- [WORK REQUEST] Could you transcribe the material below exactly, without leaving out a single line?
[[ DATA LISTING open ]]
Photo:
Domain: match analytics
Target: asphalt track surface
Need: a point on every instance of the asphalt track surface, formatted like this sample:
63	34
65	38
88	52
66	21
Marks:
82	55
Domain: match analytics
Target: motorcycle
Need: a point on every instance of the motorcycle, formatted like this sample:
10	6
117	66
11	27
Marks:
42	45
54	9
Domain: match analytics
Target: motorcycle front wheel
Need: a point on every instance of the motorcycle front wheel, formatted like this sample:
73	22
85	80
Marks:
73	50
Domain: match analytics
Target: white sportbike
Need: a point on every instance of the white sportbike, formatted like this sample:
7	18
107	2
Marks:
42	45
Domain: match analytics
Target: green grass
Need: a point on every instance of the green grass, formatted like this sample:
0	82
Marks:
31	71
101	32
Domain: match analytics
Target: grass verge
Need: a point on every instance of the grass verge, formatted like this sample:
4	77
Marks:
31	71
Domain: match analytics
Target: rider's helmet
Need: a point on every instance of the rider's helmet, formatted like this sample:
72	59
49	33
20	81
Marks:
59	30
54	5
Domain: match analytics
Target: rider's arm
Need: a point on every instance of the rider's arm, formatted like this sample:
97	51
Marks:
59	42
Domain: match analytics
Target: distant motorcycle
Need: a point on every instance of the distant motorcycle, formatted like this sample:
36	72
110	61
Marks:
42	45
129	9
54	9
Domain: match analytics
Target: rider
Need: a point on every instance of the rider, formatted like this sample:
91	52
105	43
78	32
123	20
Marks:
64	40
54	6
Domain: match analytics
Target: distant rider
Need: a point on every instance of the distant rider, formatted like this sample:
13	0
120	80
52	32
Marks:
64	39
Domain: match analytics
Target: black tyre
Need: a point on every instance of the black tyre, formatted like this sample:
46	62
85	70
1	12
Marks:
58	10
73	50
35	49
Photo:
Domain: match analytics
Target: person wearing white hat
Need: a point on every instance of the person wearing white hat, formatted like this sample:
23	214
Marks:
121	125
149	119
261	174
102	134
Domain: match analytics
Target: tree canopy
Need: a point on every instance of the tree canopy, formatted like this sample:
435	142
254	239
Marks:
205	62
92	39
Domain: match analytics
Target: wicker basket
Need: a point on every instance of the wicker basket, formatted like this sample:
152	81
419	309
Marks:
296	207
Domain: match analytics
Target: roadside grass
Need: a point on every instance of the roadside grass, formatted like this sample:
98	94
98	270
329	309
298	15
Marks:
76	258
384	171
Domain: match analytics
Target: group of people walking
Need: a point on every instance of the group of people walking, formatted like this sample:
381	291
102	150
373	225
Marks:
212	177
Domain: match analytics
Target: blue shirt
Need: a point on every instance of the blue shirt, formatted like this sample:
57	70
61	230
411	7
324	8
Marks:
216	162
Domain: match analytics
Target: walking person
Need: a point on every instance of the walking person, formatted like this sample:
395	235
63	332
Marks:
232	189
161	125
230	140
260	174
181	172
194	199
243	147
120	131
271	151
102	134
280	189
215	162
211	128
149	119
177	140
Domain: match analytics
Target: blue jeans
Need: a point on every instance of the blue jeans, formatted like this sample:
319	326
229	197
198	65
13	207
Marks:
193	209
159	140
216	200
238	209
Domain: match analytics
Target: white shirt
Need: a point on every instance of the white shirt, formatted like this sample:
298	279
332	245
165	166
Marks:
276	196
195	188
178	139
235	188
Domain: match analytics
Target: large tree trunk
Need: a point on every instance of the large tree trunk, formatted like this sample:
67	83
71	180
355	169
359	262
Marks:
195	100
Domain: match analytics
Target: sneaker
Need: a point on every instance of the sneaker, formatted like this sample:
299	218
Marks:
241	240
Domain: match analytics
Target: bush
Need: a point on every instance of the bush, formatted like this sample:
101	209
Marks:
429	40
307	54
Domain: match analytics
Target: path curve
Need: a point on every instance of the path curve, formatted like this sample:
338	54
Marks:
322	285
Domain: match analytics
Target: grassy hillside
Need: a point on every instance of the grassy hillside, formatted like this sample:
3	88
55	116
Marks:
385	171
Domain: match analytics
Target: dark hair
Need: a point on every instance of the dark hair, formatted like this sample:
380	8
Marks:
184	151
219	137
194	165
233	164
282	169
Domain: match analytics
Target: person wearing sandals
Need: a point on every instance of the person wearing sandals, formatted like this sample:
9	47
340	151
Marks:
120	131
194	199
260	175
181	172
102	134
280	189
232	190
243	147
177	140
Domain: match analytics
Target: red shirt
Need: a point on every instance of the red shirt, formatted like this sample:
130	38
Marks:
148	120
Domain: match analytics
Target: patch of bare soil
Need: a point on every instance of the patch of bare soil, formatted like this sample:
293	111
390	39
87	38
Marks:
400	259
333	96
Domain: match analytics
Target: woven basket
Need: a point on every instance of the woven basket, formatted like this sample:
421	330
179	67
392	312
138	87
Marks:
[[ DATA LISTING closed ]]
- [YOUR RESPONSE]
Photo:
Domain: match analytics
Target: asphalt track surface
Need: a point on every instance of the asphalt track surface, formatted like this sample:
63	34
65	38
88	52
66	21
Marks:
82	55
Domain: match analytics
Target: motorcycle
Need: a point on every instance of the motorcycle, formatted like this sample:
10	6
117	66
11	27
Marks:
42	45
54	9
Domain: match analytics
Target: motorcycle front wheel
Need: a point on every instance of the motorcycle front wheel, formatted like this sample:
73	22
85	80
Marks:
73	50
Domain: match analytics
Target: white sportbike
Need: a point on every instance of the white sportbike, formatted like this sample:
7	18
107	2
Marks:
42	45
Domain: match analytics
Target: green grass
Need: a point on every instance of the green grass, formatted like this sample:
0	82
Marks:
31	71
101	32
Domain: match analytics
Target: grass verge
Need: a point on every instance of the grass verge, formatted like this sample:
4	77
Marks:
31	71
Domain: match analytics
Target: rider's helmet
Need: a point on every instance of the rider's helmet, formatted like this sample:
72	59
49	33
20	81
Marks:
59	30
54	5
Domain: match analytics
Target: rider's arm
Need: a point on every instance of the rider's arm, formatted like this sample:
97	51
Marks:
59	42
Domain: match analytics
Target: distant motorcycle
Need: a point on every instance of the distant motorcycle, formatted like this sample:
36	72
110	61
Marks:
42	45
129	9
54	9
Domain: match analytics
Target: rider
Need: a point on every instance of the rider, formatted like this sample:
91	52
105	43
78	32
123	20
Marks:
64	40
54	6
Domain: match analytics
Target: distant rider
Need: a point on every instance of the distant rider, formatted like this sample:
13	0
120	80
52	32
Marks:
64	39
Domain: match analytics
Target: black tyre
Need: a point on every instance of the black tyre, formatted like this sample:
46	62
85	70
1	12
Marks:
58	10
73	50
35	49
Photo:
Domain: match analytics
Target: person wearing white hat
Need: a point on every instance of the person wearing white hat, formatted like this sample:
23	214
Marks:
121	125
149	119
261	174
102	134
Domain: match analytics
Target: tree canopy
Need: a point on every instance of the tree canopy, formatted like this sample:
435	142
254	239
Marks:
205	62
92	39
Domain: match analytics
Target: wicker basket
Need: a point on every instance of the wicker basket, formatted like this sample:
152	81
419	309
Marks:
296	207
Domain: match analytics
Target: roadside grass
Need: a point on every instance of the roadside grass, formatted like this sample:
98	94
98	270
329	309
298	15
Marks:
76	258
384	171
Domain: match analytics
Target: group of people walking
Need: a point on every instance of the group of people walking, formatted like this sample:
381	291
102	150
373	225
Marks:
212	177
Domain: match analytics
Target: blue shirt
Need: a point on every instance of the blue shirt, formatted like this sample:
57	70
61	230
411	7
324	8
Marks:
216	162
Domain: match analytics
Target: walking person
Need: a point on every instance of the walking person, formatted like this sample:
395	235
63	332
Marks:
232	189
161	125
230	140
260	174
181	172
194	199
243	147
120	131
271	151
102	134
280	189
215	162
211	128
149	119
177	140
Domain: match analytics
Target: blue jeans
Need: a point on every instance of the blue jeans, formatted like this sample:
319	326
229	197
198	65
13	207
Marks:
193	209
159	140
216	200
238	209
Domain: match analytics
Target: white shirt
Need: a point on every instance of the white shirt, formatted like this sample:
298	279
332	245
165	166
Marks:
276	196
195	188
178	139
235	188
Domain: match analytics
Target: large tree trunk
Need: a point on every instance of the large tree trunk, formatted like this sample:
67	83
71	180
355	169
359	262
Marks:
195	100
Domain: match analytics
Target: sneaker
Need: a point on every instance of the sneaker, formatted like this sample:
299	218
Marks:
241	240
Domain: match analytics
Target: bush
Need: a point on every instance of the bush, formatted like this sample:
101	209
Marks:
429	40
307	54
Domain: match analytics
Target: path curve
Need: a point on every instance of the path curve, formatted like this sample:
338	54
Marks:
322	285
Domain: match analytics
Target: grassy hillside
Need: a point on every instance of the grassy hillside, formatted like this sample:
3	88
55	116
Marks:
385	171
Domain: match analytics
Target: dark hair
Need: a point on every instance of the dark hair, formatted like this sample:
380	8
Marks:
184	151
219	137
194	165
233	164
282	169
Domain: match analytics
Target: person wearing sandals
Need: a point on every instance of the person wearing sandals, formatted like this sample:
9	47
340	151
Marks:
120	131
194	199
260	175
181	172
102	134
280	189
232	190
243	147
177	140
Domain: match analytics
Target: red shirt
Need: a point on every instance of the red shirt, formatted like this sample:
130	38
Marks:
148	120
Domain: match analytics
Target: patch of bare soil
Need: a point on every instance of the patch of bare soil, formatted like this sample:
293	111
390	39
87	38
Marks:
400	259
333	96
Domain: match analytics
Target: woven basket
Need: a point on every instance of the woven basket, formatted like this sample:
421	330
179	67
392	312
138	87
Marks:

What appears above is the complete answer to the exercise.